▶ [Provided text]:

=======

How a Top Student Learned International Politics

Cheng Li-wen is not just a student activist with a hunger strike story.

In 1993, she obtained a Master of Laws (LL.M.) from the Beasley School of Law at Temple University in the United States, majoring in International Law. 4 Then, in 2000, she obtained a Master of Science (MSc) in International Relations from the University of Cambridge, at which time she was also a doctoral candidate in International Relations. 5 These two degrees played a subtle role throughout her later career—when she later discussed terms like "KMT-CCP Platform," "peace framework," and "institutional arrangements for preventing war," she was someone who knew what these terms meant in international political science textbooks.

From 1996 to 2000, Cheng Li-wen served as a member of the National Convention representing Taipei City for four years under the DPP banner. Simultaneously, she served as Deputy Director of the Youth Development Department at the DPP Central Committee and as Deputy Convener of the National Convention Party Group. This was a typical trajectory for the first generation of student movement activists after the lifting of martial law to enter the political system.

In 2002, a sexual harassment case involving Wu Rui-ren occurred within the DPP. Dissatisfied with the party central committee's handling of the matter, Cheng Li-wen had her party rights suspended and subsequently resigned from her DPP positions. 6 This was the formal point in time she left the green camp, but her later explanation was more straightforward: "I realized that Taiwan independence had long become a joke, a scam." 7

In 2005, she officially joined the KMT upon Lien Chan's invitation. A woman in her thirties, with a Master of Laws degree, trained in Cambridge International Relations, and who had once gone on a hunger strike for Taiwan independence—such a resume was an exception in the KMT of 2005. Lien Chan wanted that very exception.

The Warrior, Controversies, and a TV Show

After joining the KMT, Cheng Li-wen first served as a spokesperson, then as a spokesperson for the Executive Yuan, and entered the Legislative Yuan as a non-partisan legislator in 2008.

Within the party, she earned the title "Warrior" (Zhan Jiang). The reason was her sharp rhetoric, her skill in appearing on political talk shows, and her willingness not to shy away from the camera. During the Ma Ying-jeou era, the blue camp entered an atmosphere of "being pressed and beaten"; Cheng Li-wen was one of the few who could confront them head-on. CNA described her at the time of her election as Chairperson: "Breaking through with a 'Warrior' image." 8

But being a "Warrior" came with a cost. In 2005, while serving as Director of the KMT's Cultural and Propaganda Committee, she named and criticized DPP Taichung Mayor candidate Lin Chia-lung as a "corrupt mob" in an election advertisement. Lin sued her under the Election and Recall Act. The first instance sentenced her to three months in prison and deprived her of public rights for one year, later reduced to one month in detention suspended. 9 Another controversy involved her violating KMT regulations on party positions by hosting a radio show for more than the four-hour weekly limit. These two controversies were not fatal, but they left a common label on her political career: "Very capable, but often crossing the line."

=======

▶ [Given information]:
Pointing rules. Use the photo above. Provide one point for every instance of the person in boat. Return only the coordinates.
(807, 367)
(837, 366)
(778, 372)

=======

▶ [Tasks]:
1 > Answer these about the Cheng Li-wen profile, one per line:
(a) In what year did she obtain her Master of Laws from Temple University?
(b) At whose invitation did she officially join the KMT?
(c) What weekly limit did her radio show exceed?
2 > According to the Cheng Li-wen profile, why did she earn the title "Warrior" within the KMT? Answer in one to three sentences.
3 > Pick up the Cheng Li-wen profile after its final sentence and continue it.

▶ [Answers to the problems]:
1 >
(a) 1993
(b) Lien Chan
(c) Four hours

2 > She was called "Warrior" because of her sharp rhetoric, her skill at appearing on political talk shows, and her willingness not to shy away from the camera. During the Ma Ying-jeou era, she was one of the few in the blue camp who could confront opponents head-on.

3 >
From 2014 to 2015, she hosted the TVBS political talk show Li-wen's Straight Talk. 10 This show solidified her "political talk style": direct, sharp, hitting the nail on the head, often using a single sentence to corner her opponent. This style was directly related to her path to becoming KMT Chairperson—she did not rely on organizations or local factions, but on "being able to speak."

On October 18, 2025, the results of the 12th KMT Chairperson election were announced. Cheng Li-wen defeated former Taipei Mayor Hung Hsiu-chu and current legislator Luo Chih-chiang with approximately 50% of the vote, becoming the second female directly elected chairperson in KMT history, the first being Hung Hsiu-chu. 11

The key slogan of the election campaign was only six characters: "I am Chinese."

From "Hunger Strike for Taiwan Independence" to "I am Chinese"

This is the most difficult part of Cheng Li-wen's persona to understand.

Her own version is as follows: In her youth, she believed Taiwan independence was a just path, but after entering the system, she found that the DPP's definition of "Taiwan independence" was fundamentally self-contradictory—claiming to seek independence while never truly pushing for it within the system. She referred to this gap as "Taiwan independence is a scam," 12 and even more intensely called it "Taiwan independence fascism." 13 She believed her political stance had not changed; what changed was her judgment of "who is telling the truth."

The opposing version is this: Cheng Li-wen, once an idealistic student activist, was systematically "transformed" by the old KMT system under Lien Chan into a combatant friendly to Beijing. Each of her "anti-Taiwan independence" declarations was a step to climb to the next position. Her ability to sit in the Fujian Hall of the Great Hall of the People in Beijing in 2026 to talk with Xi Jinping is the ultimate result of this transformation route.

Both versions have evidence and blind spots.

The blind spot of the first version is: If the judgment that "Taiwan independence is a scam" comes from real experience, then why did this judgment happen to lead to "joining another party that just happens to welcome this judgment"? A pure epistemological shift would not coincide so perfectly with a career path.

The blind spot of the second version is: After entering the KMT, Cheng Li-wen was indeed long part of the more radical faction within the blue camp, even viewed by old blues as "disobedient." Her route was not a copy of the standard KMT route, but an independent sub-route. Saying she is "any proxy the KMT sends" is inaccurate—she indeed has her own political judgment.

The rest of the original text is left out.